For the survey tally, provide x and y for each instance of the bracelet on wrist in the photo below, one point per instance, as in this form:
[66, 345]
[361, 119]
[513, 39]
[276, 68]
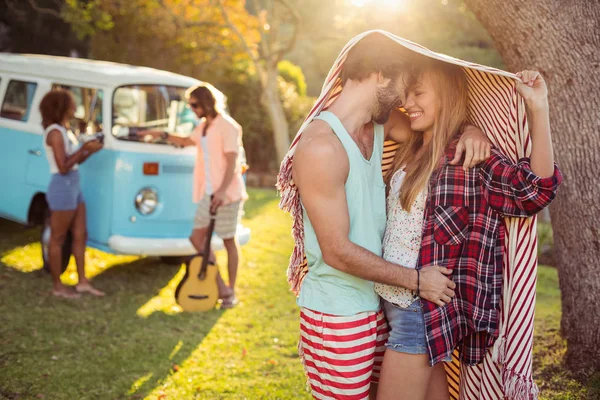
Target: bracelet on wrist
[418, 292]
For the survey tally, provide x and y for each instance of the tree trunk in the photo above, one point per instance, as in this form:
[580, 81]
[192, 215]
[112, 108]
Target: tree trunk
[271, 102]
[562, 40]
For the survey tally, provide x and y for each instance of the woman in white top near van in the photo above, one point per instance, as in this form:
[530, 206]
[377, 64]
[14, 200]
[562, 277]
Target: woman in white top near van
[65, 201]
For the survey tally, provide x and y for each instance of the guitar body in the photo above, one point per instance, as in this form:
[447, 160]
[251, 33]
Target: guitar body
[194, 293]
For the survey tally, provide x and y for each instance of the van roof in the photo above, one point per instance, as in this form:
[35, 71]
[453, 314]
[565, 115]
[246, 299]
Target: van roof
[92, 71]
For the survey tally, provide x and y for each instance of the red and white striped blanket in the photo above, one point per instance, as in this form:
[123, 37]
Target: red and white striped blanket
[499, 111]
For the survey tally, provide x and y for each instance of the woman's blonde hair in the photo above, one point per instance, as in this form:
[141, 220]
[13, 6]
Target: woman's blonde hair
[451, 91]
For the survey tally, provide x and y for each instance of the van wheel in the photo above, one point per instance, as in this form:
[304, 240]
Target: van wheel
[174, 260]
[45, 241]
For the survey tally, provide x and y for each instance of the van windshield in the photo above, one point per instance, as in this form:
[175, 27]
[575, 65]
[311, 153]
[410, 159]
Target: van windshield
[150, 107]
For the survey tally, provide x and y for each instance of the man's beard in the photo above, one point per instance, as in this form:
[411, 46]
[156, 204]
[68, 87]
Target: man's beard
[387, 100]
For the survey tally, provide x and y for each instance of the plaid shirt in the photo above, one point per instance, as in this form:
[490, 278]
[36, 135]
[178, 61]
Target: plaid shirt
[464, 231]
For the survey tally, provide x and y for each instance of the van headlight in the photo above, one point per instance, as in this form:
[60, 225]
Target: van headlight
[146, 201]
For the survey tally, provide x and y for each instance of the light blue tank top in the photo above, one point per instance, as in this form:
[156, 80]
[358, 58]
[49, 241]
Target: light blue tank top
[326, 289]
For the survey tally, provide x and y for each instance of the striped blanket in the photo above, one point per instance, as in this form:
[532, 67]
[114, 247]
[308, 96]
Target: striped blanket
[499, 111]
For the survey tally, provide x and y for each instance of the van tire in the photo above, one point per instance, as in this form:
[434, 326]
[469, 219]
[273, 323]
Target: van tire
[45, 240]
[174, 260]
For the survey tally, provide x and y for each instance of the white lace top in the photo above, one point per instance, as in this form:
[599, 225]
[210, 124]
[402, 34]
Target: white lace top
[402, 239]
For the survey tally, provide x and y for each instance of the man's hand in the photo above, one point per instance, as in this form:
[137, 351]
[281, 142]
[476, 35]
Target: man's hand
[217, 201]
[475, 146]
[435, 286]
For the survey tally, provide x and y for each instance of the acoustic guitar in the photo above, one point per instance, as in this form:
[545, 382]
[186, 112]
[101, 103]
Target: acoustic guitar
[198, 290]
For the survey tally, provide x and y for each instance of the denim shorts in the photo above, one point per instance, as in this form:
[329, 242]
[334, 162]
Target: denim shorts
[64, 192]
[407, 329]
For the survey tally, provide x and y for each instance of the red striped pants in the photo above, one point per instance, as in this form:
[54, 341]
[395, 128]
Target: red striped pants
[342, 355]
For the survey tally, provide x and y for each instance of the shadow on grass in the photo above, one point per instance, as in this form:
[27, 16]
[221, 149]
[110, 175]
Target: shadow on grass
[94, 347]
[13, 235]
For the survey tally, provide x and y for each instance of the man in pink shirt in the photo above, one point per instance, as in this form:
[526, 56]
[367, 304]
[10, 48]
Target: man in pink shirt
[218, 182]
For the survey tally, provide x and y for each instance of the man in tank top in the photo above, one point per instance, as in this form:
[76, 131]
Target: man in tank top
[337, 169]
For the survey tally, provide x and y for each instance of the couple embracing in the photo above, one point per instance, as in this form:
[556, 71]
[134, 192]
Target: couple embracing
[396, 271]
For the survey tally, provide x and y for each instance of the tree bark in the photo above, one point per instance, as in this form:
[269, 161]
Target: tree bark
[272, 104]
[562, 40]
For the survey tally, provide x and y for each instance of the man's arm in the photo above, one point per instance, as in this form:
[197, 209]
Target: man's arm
[219, 196]
[320, 171]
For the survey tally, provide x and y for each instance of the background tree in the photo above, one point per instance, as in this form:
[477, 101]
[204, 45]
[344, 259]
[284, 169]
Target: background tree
[278, 29]
[562, 41]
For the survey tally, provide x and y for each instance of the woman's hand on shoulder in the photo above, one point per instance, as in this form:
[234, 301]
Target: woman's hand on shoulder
[533, 89]
[475, 146]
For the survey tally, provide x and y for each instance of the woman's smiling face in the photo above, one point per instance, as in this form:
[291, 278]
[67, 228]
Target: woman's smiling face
[420, 104]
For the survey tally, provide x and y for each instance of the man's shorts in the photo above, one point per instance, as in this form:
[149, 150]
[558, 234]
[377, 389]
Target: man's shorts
[227, 219]
[342, 355]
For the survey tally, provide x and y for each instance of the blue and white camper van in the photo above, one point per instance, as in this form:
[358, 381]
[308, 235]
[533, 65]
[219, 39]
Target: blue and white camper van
[138, 194]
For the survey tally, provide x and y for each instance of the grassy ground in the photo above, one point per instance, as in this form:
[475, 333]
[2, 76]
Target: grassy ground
[136, 344]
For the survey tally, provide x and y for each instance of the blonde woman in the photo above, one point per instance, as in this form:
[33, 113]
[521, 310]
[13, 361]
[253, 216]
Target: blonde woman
[441, 214]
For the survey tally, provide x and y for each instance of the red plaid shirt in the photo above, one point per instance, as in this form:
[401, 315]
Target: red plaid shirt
[464, 231]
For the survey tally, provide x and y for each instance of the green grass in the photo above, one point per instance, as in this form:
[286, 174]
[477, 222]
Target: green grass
[137, 344]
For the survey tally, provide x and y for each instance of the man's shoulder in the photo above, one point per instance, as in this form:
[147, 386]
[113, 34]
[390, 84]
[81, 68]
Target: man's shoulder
[227, 120]
[319, 140]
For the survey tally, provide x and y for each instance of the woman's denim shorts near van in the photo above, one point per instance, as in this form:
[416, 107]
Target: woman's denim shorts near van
[64, 192]
[407, 329]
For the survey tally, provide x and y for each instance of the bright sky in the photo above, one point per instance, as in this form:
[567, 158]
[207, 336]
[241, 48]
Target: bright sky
[385, 3]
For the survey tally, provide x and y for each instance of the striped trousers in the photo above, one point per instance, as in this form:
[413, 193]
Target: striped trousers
[342, 355]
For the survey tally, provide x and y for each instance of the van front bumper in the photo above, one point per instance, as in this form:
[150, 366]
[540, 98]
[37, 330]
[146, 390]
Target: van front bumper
[168, 246]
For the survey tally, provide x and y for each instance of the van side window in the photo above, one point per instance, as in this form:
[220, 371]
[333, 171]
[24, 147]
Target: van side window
[17, 100]
[88, 114]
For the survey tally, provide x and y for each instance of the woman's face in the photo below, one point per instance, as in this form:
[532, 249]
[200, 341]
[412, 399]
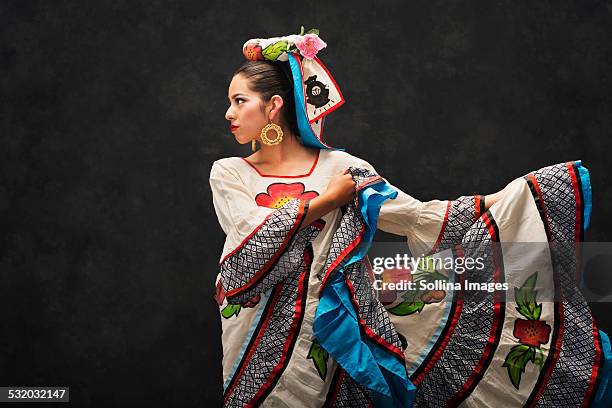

> **Exercise objective**: How many lines of the entries above contain the string "wheel", matching case exactly? Reply with the number alone.

> **Answer below**: 2